-- Opening Marker --

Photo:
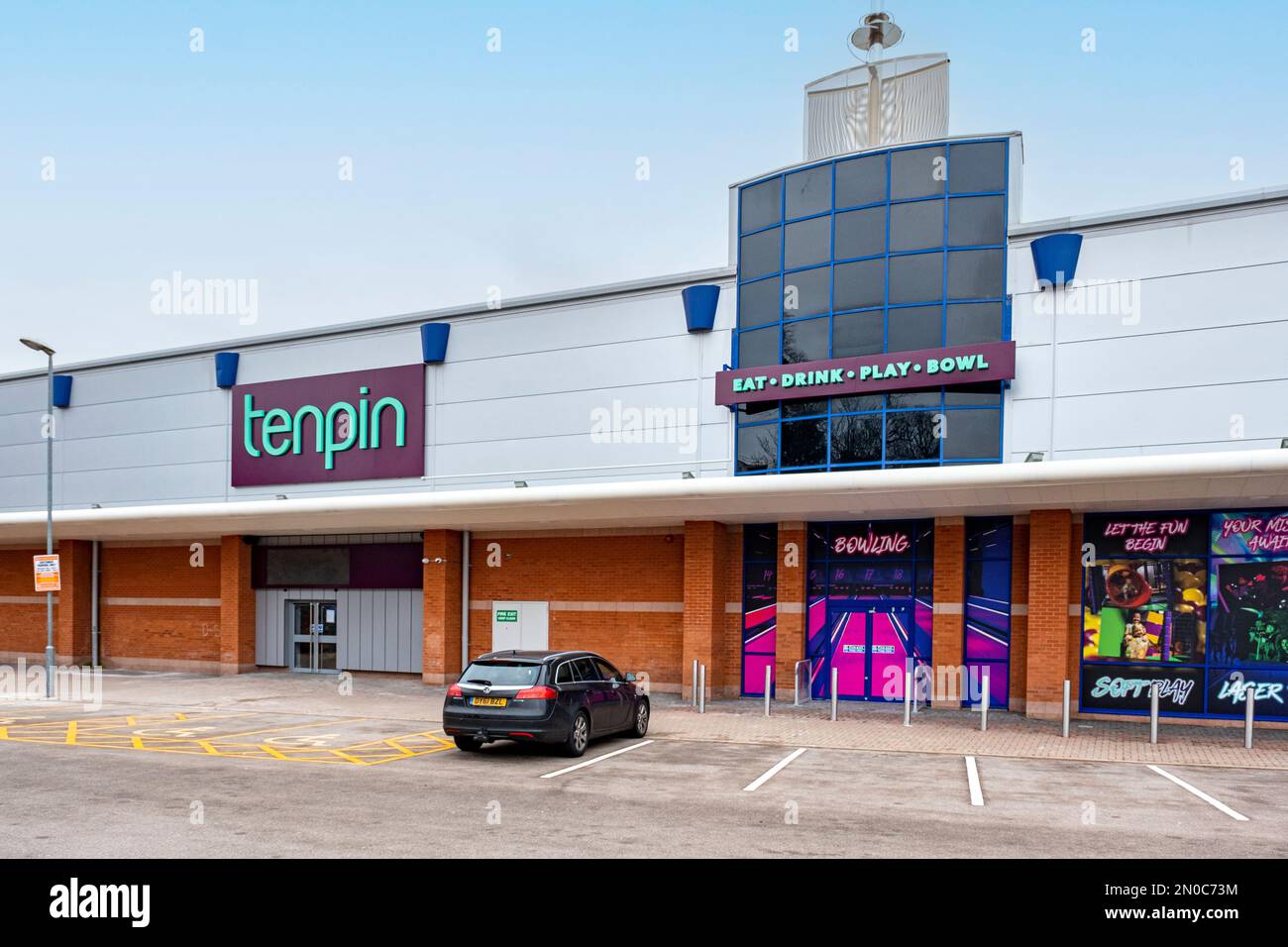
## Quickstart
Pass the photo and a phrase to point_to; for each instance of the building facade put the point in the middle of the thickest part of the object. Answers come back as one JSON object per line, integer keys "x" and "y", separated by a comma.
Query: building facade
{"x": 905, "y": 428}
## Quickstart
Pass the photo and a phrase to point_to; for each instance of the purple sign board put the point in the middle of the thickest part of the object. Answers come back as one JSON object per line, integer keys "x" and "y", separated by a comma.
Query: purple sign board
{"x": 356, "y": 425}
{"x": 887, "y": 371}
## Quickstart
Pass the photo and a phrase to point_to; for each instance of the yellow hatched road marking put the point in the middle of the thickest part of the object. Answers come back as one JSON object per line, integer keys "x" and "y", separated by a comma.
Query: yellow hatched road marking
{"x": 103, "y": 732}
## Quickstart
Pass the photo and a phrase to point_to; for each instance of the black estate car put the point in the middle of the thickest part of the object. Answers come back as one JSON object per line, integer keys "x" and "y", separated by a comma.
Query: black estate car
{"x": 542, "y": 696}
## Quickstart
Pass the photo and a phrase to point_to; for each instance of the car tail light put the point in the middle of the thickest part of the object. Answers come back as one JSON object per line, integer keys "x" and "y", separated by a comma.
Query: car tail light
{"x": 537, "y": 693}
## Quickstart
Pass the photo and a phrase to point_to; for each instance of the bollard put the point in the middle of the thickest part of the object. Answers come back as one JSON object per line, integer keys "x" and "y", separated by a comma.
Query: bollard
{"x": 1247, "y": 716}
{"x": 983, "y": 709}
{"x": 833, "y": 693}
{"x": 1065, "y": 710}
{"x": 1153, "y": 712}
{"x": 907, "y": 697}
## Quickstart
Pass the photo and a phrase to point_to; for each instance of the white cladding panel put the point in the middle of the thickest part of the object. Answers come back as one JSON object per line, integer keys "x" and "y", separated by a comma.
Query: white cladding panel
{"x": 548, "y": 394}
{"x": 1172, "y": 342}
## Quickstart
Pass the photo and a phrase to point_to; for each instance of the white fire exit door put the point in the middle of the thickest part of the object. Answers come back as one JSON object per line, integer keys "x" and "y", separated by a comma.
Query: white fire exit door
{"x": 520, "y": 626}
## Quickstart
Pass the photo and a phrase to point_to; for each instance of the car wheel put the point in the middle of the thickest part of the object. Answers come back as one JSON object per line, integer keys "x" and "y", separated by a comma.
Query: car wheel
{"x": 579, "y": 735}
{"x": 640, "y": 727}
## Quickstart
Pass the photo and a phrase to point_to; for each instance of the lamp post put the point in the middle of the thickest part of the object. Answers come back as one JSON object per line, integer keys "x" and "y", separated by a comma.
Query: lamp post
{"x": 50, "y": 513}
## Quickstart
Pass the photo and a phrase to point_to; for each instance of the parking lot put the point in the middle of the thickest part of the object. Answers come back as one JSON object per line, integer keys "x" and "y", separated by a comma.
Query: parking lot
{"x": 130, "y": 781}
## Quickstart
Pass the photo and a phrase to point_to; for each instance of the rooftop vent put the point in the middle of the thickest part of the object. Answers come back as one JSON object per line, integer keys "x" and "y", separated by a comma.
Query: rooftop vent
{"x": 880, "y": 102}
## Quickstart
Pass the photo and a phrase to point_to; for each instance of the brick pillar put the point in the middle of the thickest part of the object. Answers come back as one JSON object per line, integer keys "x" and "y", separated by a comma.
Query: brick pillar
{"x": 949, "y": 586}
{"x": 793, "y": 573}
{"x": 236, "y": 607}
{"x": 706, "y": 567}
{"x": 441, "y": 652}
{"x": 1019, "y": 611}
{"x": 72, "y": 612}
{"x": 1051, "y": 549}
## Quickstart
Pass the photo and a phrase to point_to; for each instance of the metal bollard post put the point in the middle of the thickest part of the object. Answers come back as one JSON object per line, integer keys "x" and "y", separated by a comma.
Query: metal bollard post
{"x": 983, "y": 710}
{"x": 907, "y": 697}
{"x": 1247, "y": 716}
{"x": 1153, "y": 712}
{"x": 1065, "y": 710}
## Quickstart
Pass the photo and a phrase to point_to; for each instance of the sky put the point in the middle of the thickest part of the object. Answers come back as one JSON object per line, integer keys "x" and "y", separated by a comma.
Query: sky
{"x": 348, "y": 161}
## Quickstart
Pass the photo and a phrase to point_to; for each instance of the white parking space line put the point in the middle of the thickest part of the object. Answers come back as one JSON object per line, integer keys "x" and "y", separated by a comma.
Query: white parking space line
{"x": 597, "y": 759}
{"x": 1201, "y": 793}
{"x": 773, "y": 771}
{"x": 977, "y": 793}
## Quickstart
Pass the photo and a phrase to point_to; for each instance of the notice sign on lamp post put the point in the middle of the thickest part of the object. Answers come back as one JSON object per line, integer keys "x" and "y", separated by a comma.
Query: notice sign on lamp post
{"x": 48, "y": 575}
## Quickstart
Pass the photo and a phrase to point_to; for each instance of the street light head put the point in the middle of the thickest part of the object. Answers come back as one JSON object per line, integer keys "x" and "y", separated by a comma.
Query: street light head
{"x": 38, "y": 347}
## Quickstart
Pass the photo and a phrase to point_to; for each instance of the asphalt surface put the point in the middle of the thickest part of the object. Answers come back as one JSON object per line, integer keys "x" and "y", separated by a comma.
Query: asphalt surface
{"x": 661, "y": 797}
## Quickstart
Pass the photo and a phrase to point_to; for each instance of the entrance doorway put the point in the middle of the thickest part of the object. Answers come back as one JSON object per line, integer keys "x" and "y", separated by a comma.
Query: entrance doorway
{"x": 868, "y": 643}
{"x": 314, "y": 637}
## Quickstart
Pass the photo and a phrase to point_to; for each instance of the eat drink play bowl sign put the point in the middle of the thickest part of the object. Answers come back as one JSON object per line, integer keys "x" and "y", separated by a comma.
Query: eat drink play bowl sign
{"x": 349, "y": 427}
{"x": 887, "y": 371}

-- Closing Marker --

**Exercise requirements:**
Verbatim output of the entries is required, with each image left out.

**Solution:**
Photo:
## Quickstart
Pass the photo and a phrase to point_to; for each instance of the building facade put the point in the middle of the thickest part of the object. Answers come back as one JSON object per line, integer keys "x" and "y", separated by a comma.
Query: building facade
{"x": 905, "y": 428}
## Quickstart
Pass the photo and a phrase to point_to; for each instance of the purple sign board put the point in the middle of the thickest part of the object. Answers come back as one JSON object per line, integer keys "x" and "y", separated by a comma.
Query: purple sign board
{"x": 356, "y": 425}
{"x": 887, "y": 371}
## Quickstart
Pass the photo and a phrase to point_to; for each instance of the yellow hatched road marking put the point in the middle of the thickest part of the object. Answers come back as one JSON object per line, integer keys "x" and "y", separated by a comma.
Query: yellow hatched road marking
{"x": 103, "y": 732}
## Quickstart
Pass the photo and a phrase to point_to; for each instance of the black estate car put the point in the middle of the thickest part of the object. Answers come back as one JSON object per line, integer keys "x" and "y", separated by a comma.
Query: black estate car
{"x": 542, "y": 696}
## Quickstart
Pass the photo and a phrase to point_to; for each instance of the car tail light put the point in the middle of the thickest part of the object. Answers come back as one JSON object per line, integer keys "x" and "y", separated by a comma.
Query: car tail light
{"x": 537, "y": 693}
## Quickstart
Pass the photo and a phrase to point_to; for each instance of the bollard put the point in the middle of the thickest part of the object. Answers come back as one JSON object per line, integer keys "x" and "y", separated by a comma.
Query: bollard
{"x": 1247, "y": 716}
{"x": 983, "y": 709}
{"x": 833, "y": 693}
{"x": 1065, "y": 710}
{"x": 1153, "y": 712}
{"x": 907, "y": 697}
## Quickstart
Pass the photo and a phrase to point_to; for each instance of the white cladding panel put the point in the middle of the thickest part of the object. Answers come back as one JSON object per line, integer keys "x" and "y", separated by a comma.
Query: white cladding panel
{"x": 548, "y": 394}
{"x": 1172, "y": 342}
## Quickstart
Pass the photo and a phrase to point_to; for each instance of the white fire exit door put the point in the middle of the thickest part of the object. Answers come back as one JSON object per line, integer keys "x" and "y", separated by a comma.
Query: white fire exit door
{"x": 520, "y": 626}
## Quickstart
Pass the photo and a phrase to point_to; for each instance of the car wheel put the point in the middle of the thickest part of the object. Answers come back as one JSON object per line, integer keys "x" and "y", separated by a comma.
Query: car wheel
{"x": 579, "y": 735}
{"x": 640, "y": 727}
## Quickstart
Pass the photo and a phrase to point_to; for each instance of the lamp post put the point in the middle of the thickest part of the object. Answers come back as one JSON object per line, integer keys "x" and "y", separated by a comma.
Query: lamp post
{"x": 50, "y": 513}
## Quickstart
Pass the photo and a phrase to point_to; for each instance of the parking lot put the point in the middle of the thickest part of the object. Answers come back as one JSON object per line, integer keys "x" and "y", separated by a comma.
Query: parking lot
{"x": 130, "y": 781}
## Quickstart
Pass the photo and a phrase to point_to; for each instance of the rooftop vent put the point in the middle of the thickest part of the object. Answers come back as one JSON object per line, integer keys "x" and "y", separated by a comma.
Query: rooftop vent
{"x": 880, "y": 102}
## Quickstart
Pass the photo and a phrase to point_to; for each instance of the brick pillar put the point in the middle of the thickest part of the object. Answers come back as one JSON object per line, integer keys "x" and "y", separated by a comma.
Query: brick pillar
{"x": 949, "y": 586}
{"x": 793, "y": 573}
{"x": 236, "y": 607}
{"x": 706, "y": 567}
{"x": 441, "y": 652}
{"x": 1019, "y": 611}
{"x": 72, "y": 612}
{"x": 1051, "y": 549}
## Quickstart
Pass the photo and a phrase to point_to; for each instance of the metal bollard post put the point in the middle of the thickest part of the object. Answers come back as one JSON object per line, integer keys "x" and "y", separated by a comma.
Query: metal bollard post
{"x": 983, "y": 710}
{"x": 907, "y": 697}
{"x": 1247, "y": 716}
{"x": 1153, "y": 712}
{"x": 1065, "y": 710}
## Quickstart
Pass the photo and a phrase to point_to; for each instance of the sky put the point in the middle of the thickest part of the object. Answers come back as one JSON object per line, integer keys "x" and "y", separated by a comma.
Query: sky
{"x": 348, "y": 161}
## Quickstart
Pass the photo and a phrase to point_to; for each instance of the white parking space line put the point in the middle of the thickest part of the object. Answers come back as one JSON object per line, integer keys "x" and "y", separated by a comma.
Query: white parking space line
{"x": 597, "y": 759}
{"x": 1201, "y": 793}
{"x": 773, "y": 771}
{"x": 977, "y": 793}
## Quickstart
Pass the photo and a phrase to point_to; for each instance of the notice sign on lamp post put the point in the middle of the thickest part of the object. Answers come back as one JSON object per line, integer keys "x" and "y", separated by a comma.
Query: notice sign on lamp post
{"x": 48, "y": 575}
## Quickstart
Pass the photo and a phrase to point_to; for each instance of the street light head put the point in the middle of the thickest part of the object. Answers come back as one JSON object per line, integer keys "x" and "y", separated by a comma.
Query: street light head
{"x": 38, "y": 347}
## Quickstart
Pass the photo and a phrase to point_to; for each instance of the asphalt surface put the point in the middle of the thickest part of the object. Answers come back as one JSON object per line, integer keys "x" and "y", separated by a comma.
Query: asphalt surface
{"x": 661, "y": 797}
## Quickstart
Pass the photo and a phrase to point_to; for each instance of the entrance doorway put the point in the middle of the thickest part of the object. Answers come back as one JSON object per line, integer keys "x" and "y", separated by a comma.
Query: entrance doorway
{"x": 868, "y": 643}
{"x": 314, "y": 637}
## Quickstart
Pass the photo and a phrase to point_to; for each instance of the eat drink play bowl sign put the point in the middle of the thickest part of the object. Answers come back as one JSON object per line, integer keys "x" and "y", separated by a comma.
Query: eat drink play bowl sign
{"x": 349, "y": 427}
{"x": 887, "y": 371}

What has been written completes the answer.